*TASK INSTRUCTIONS:* Return, unchanged, the stretch from the line that contains "For the benchmark, indicate the hanging" through the line that contains "point(63, 193)", including both of those lines.

*GIVEN DATA:*

§ §

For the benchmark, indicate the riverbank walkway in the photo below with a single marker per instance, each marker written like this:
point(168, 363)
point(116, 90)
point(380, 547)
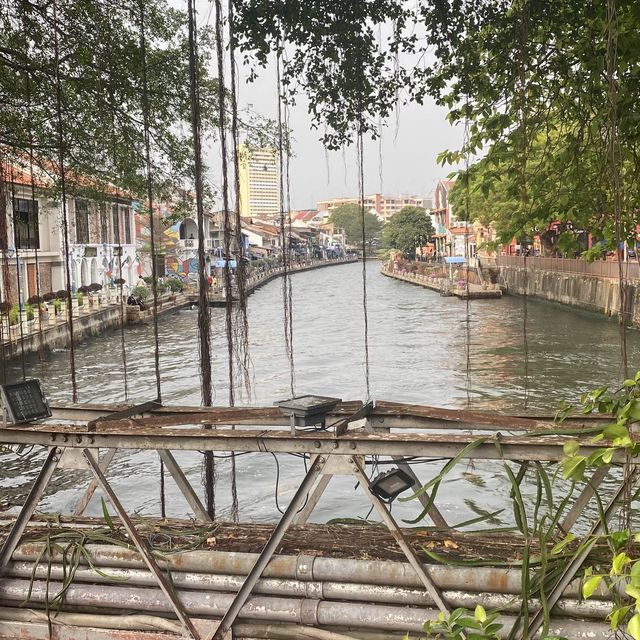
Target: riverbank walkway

§ §

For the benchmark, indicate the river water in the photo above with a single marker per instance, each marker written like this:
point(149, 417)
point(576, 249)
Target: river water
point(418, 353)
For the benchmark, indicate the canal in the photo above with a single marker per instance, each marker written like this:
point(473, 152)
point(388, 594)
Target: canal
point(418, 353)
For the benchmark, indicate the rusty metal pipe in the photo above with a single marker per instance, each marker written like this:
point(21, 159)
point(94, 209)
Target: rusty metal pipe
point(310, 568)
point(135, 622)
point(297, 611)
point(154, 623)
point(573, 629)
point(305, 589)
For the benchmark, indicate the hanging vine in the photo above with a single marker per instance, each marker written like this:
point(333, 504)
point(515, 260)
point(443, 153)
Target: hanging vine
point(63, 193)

§ §

*RIGHT ANSWER:*
For the benchmark, indicate the hanging vine in the photo above with a single marker per instance, each marker written like this:
point(333, 504)
point(515, 260)
point(443, 153)
Target: hanging vine
point(63, 193)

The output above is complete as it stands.